SFIDE.
**a)** Stampa senza alcuna modifica il passo dell'intervista a Frankie Magellano che comincia con "Rubo ai miei" e termina con "triste o felice.".
**b)** In base all'intervista a Frankie Magellano, indica se ciascuna affermazione è vera: (i) Matteo ha cantato in un gruppo rock per circa vent'anni; (ii) Frankie ha fatto outing nel 2009; (iii) le canzoni esplorano la pellicola di un film già girato. Per ognuna rispondi sì o no e cita le parole decisive del testo.
**c)** Riprendi l'intervista a Frankie Magellano subito dopo l'ultima frase e portala avanti.

Matteo credo sia sempre stato Frankie, solo che ha fatto outing nel 1999. Ho cantato in un gruppo rock (Mamamicarburo) per una ventina di anni, ma ho sempre scritto altri testi e pensato altre musiche. Poi quando ho potuto avere un computer l’ho attrezzato per comporre e da lì ho cominciato a mettere i miei pensieri in musica come Frankie Magellano.
Con il tuo progetto esplori il mondo della musica, del teatro, della letteratura: quali sono gli aspetti più interessanti di queste arti, quelli che “rubi” per costruire un disco di Frankie Magellano?
Rubo ai miei desideri, a ciò che vorrei fare, essere ma non riesco, a dove vorrei andare ma non posso. Le mie canzoni esplorano la pellicola del film mai girato “Vita, sogni e utopie di Matteo Morgotti”. Scrivo compatendomi, sognandomi, rimpiangendo, fingendo di essere triste o felice.

DATI FORNITI.
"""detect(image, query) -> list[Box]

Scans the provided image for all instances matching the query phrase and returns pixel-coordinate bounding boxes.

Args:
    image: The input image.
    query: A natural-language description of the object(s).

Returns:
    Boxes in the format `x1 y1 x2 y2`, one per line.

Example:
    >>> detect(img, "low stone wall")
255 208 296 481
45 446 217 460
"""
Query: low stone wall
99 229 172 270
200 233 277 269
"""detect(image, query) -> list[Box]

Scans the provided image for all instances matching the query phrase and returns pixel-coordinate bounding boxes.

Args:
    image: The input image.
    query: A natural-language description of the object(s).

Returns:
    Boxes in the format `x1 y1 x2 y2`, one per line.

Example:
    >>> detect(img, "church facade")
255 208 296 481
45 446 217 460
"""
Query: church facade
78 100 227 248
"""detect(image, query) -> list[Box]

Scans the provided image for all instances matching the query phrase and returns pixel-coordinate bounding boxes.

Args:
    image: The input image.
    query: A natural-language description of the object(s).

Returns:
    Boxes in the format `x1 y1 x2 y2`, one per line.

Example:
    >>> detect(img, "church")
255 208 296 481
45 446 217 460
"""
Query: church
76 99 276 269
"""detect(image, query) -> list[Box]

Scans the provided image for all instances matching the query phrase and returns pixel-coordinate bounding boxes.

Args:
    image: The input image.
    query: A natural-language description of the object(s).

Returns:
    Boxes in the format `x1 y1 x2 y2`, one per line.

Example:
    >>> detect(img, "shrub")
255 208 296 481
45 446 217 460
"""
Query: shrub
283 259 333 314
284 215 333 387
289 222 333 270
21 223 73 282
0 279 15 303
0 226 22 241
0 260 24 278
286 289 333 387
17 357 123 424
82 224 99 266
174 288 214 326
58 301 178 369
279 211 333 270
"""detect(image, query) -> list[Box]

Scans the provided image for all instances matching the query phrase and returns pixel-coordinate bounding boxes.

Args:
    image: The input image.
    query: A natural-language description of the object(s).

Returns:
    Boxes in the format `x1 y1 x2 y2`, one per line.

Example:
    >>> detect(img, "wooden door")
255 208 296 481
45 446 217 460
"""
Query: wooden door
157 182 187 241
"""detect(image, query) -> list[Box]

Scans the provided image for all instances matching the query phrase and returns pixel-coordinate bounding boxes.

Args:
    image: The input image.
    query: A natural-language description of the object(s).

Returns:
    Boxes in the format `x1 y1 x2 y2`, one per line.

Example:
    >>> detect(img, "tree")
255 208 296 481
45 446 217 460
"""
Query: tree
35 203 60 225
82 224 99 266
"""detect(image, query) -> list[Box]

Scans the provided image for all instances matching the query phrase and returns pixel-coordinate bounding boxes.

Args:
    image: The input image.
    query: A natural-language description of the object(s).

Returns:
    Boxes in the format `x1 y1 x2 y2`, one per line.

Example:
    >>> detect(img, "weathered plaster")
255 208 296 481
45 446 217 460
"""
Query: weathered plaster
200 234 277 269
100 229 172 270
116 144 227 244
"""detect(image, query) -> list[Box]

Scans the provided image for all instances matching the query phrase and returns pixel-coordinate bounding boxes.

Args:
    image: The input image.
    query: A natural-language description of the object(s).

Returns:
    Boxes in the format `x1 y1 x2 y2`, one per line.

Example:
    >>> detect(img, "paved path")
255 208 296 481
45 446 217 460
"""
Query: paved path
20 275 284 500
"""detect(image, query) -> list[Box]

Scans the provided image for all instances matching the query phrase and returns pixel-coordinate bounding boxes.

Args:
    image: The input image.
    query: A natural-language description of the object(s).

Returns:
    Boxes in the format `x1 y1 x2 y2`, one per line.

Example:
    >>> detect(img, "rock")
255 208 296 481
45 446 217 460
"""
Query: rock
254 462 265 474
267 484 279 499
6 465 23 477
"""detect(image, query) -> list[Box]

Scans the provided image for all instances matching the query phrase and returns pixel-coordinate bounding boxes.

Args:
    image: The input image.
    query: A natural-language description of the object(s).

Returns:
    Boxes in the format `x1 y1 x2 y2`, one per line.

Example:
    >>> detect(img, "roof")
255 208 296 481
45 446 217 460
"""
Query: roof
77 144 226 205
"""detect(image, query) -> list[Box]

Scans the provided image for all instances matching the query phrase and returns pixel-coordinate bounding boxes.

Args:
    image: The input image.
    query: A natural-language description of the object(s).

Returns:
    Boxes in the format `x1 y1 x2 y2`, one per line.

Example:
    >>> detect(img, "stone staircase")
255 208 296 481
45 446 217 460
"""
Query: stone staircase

SOLUZIONI DEI COMPITI.
**a)**
Rubo ai miei desideri, a ciò che vorrei fare, essere ma non riesco, a dove vorrei andare ma non posso. Le mie canzoni esplorano la pellicola del film mai girato “Vita, sogni e utopie di Matteo Morgotti”. Scrivo compatendomi, sognandomi, rimpiangendo, fingendo di essere triste o felice.

**b)**
(i) Sì: "Ho cantato in un gruppo rock (Mamamicarburo) per una ventina di anni".
(ii) No: "ha fatto outing nel 1999".
(iii) No: "la pellicola del film mai girato".

**c)**
Mi piace il teatro, lo dico spesso, mi piace “lo stabile” del teatro, cioè la costruzione, mi ispira moltissimo. Non ho mai capito perché ma mi attrae morbosamente il teatro, parlo proprio del luogo. Ci vivrei dentro, farei un concerto in teatro ogni venerdì sera, davanti a due persone, non importerebbe. Stare fisicamente in teatro mi fa sentire bene.
Nella tua carriera si può individuare un momento nel quale hai voluto mettere un punto, inscenando la morte del tuo alter ego nel 2007. Un gesto forte, anche provocatorio. Cosa ti ha spinto a farlo? Cosa c’era di così sbagliato in quello che stava facendo Frankie Magellano, tanto da portarti ad ucciderlo per poi resuscitarlo?
Ho deciso di finire con i live a quel tempo perché c’era tanto da “sbattersi”, come si dice, e poche soddisfazioni. Ero stanco, un momento un po’ così… si suonava spesso sempre nello stesso perimetro e credo avessi anche stancato le persone che ogni stagione si trovavano Magellano a fare il suo concerto nello stesso posto dell’anno prima o della stagione prima, insomma ero demotivato. Poi, dopo un po’ di tempo, spinto dai ragazzi del gruppo e da un amico che si era proposto di farmi da manager e da booking (sgravandomi da pensieri amministrativi e logistici che mi stufavano più di ogni altra cosa), iniziai a risentire dentro di me la voglia di riprendere (rinascere). L’episodio della morte nella bara fu una vera e propria sorpresa, un’improvvisazione, perché fu uno scherzo dei miei musicisti, che io apprezzai a dismisura.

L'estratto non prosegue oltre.